* WORK TO COMPLETE
1. In the passage on bicycle crank arm fatigue, what force did Soden et al. find is applied while climbing?
2. Carry on the passage on bicycle crank arm fatigue from the point where it stops.

* EXCERPTED PASSAGE
○ ○ ○ ○ ○
Although researchers have shown interest in bicycle components’ life estimation in favor of reliable cycling operations, life estimation against a real load applied on crank arms has not been studied. For instance, Moizant et al. [19] validated the experimental structural integrity of a crank arm using FEA for a small range of arbitrary loads where actual pedal force was absent. A similar methodology for random load detection on crank arms was observed in [20]. Following this, our study involves life cycle analysis of the fatigue of structural steel and general aluminum-alloy-derived crank arms under the load measured by P.D. Soden et al. [21] at different stages of regular cycling. They evaluated a 310 N force applied by a driver while speeding, 750 N exerted on climbing, and 1815 N acted on starting. As a result, this study revealed the fatigue life of the crank arms, as well as the durability of both materials during the above-mentioned cycling phases. Using finite element analysis in Ansys software, comparative research was conducted to discover the best possible material for an identical crank bar.

2. Design Analysis and Material Selection

2.1. CAD Model

Autodesk Fusion 360 (student license) software was utilized to draw the required model shown in Figure 1. Appropriate measurements regarding safe driving vehicle guidelines were followed according to EN 14764:2005 of the European standard [22], which illustrates the safety, as well as performance parameters, of the design, customization, and test procedures of a bicycle. The crank bar’s circular plate connects the cycle main frame with 3 mm threaded screw holes, confirming a rigid structure. The main paddle bar is attached at the end of 170 mm of the bottom bearing hole, where human-exerted forces are applied to move the paddle. Additionally, curvature with a 2 mm depth is formed on one side of the paddle, promoting mass optimization.
○ ○ ○ ○ ○
* DATASET EXTRACT
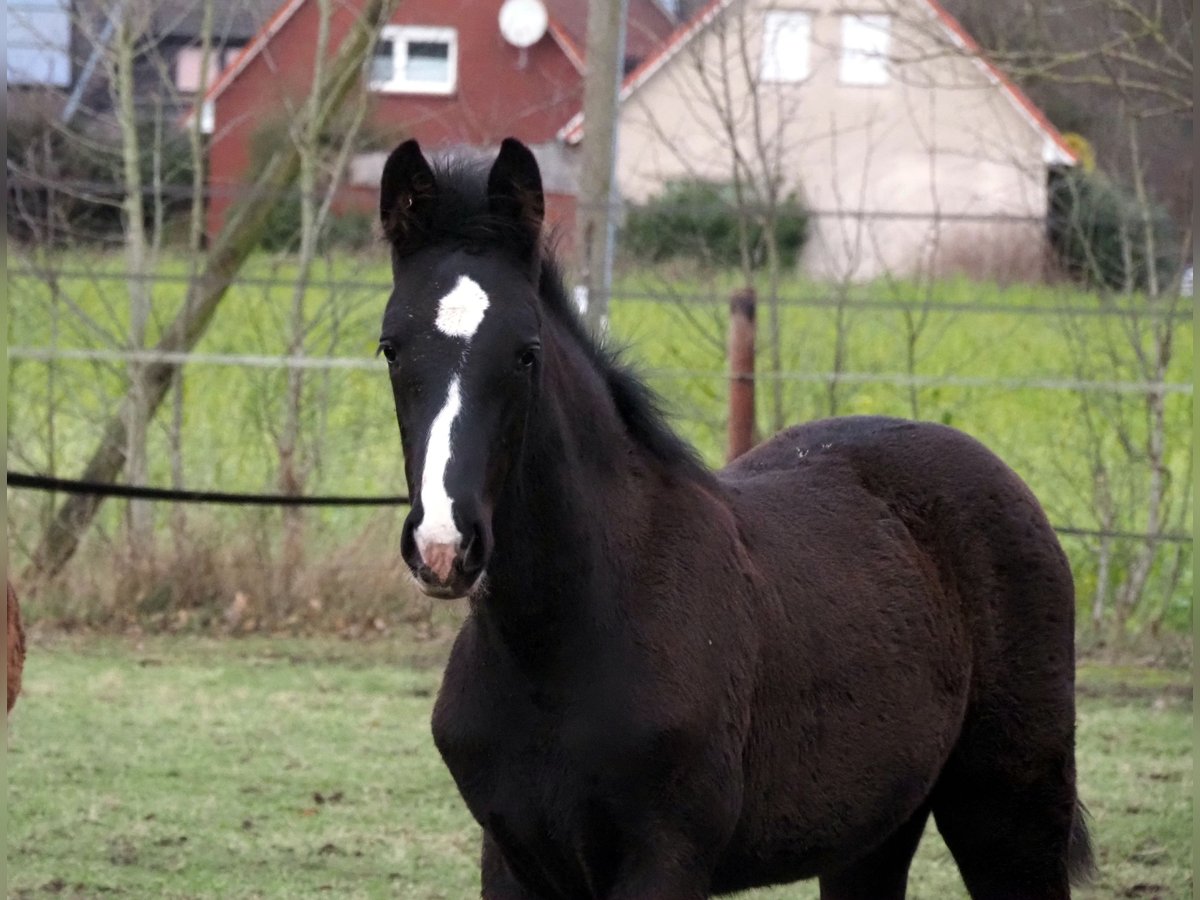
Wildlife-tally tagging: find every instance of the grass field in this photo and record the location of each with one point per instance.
(966, 331)
(259, 768)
○ ○ ○ ○ ○
* RESPONSES TO THE EXERCISE
1. 750 N.

2.
2.2. Material Properties

Material selection based on physical and mechanical properties is considered a fundamental approach in any form of simulation [23]. This study chose structural steel and an aluminum alloy as the best compatible materials to investigate the performance criteria. Potential road accidents can be caused when the ideal combination of design and the best material in crank arm selection is absent. The properties of the above-mentioned materials are derived from the Ansys engineering data source listed in

Table 1. Mechanical properties of structural steel and the aluminum alloy.

Type	Structural Steel	Aluminum Alloy
Density	7.85 × 10−6 kg/mm3	2.77 × 10−6 kg/mm3
Young’s Modulus	2 × 105 MPa	71,000 MPa
Poisson’s Ratio	0.3	0.33
Bulk Modulus	1.6667 × 105 MPa	69,608 MPa
Shear Modulus	76,923 MPa	26,692 MPa
Compressive Ultimate Strength	-	280 MPa
Compressive Yield Strength	250 MPa	-
Tensile Ultimate Strength	460 MPa	310 MPa
Tensile Yield Strength	250 MPa	280 MPa
Isotropic Thermal Conductivity	0.0605 W/mm°C	0.018 W/mm°C

.

Additionally, the SN curve fatigue data for structural steel and the aluminum alloy were acquired at zero mean stress from the 1998 ASME BPV Code [24] and MIL-HDBK-5H [25], respectively.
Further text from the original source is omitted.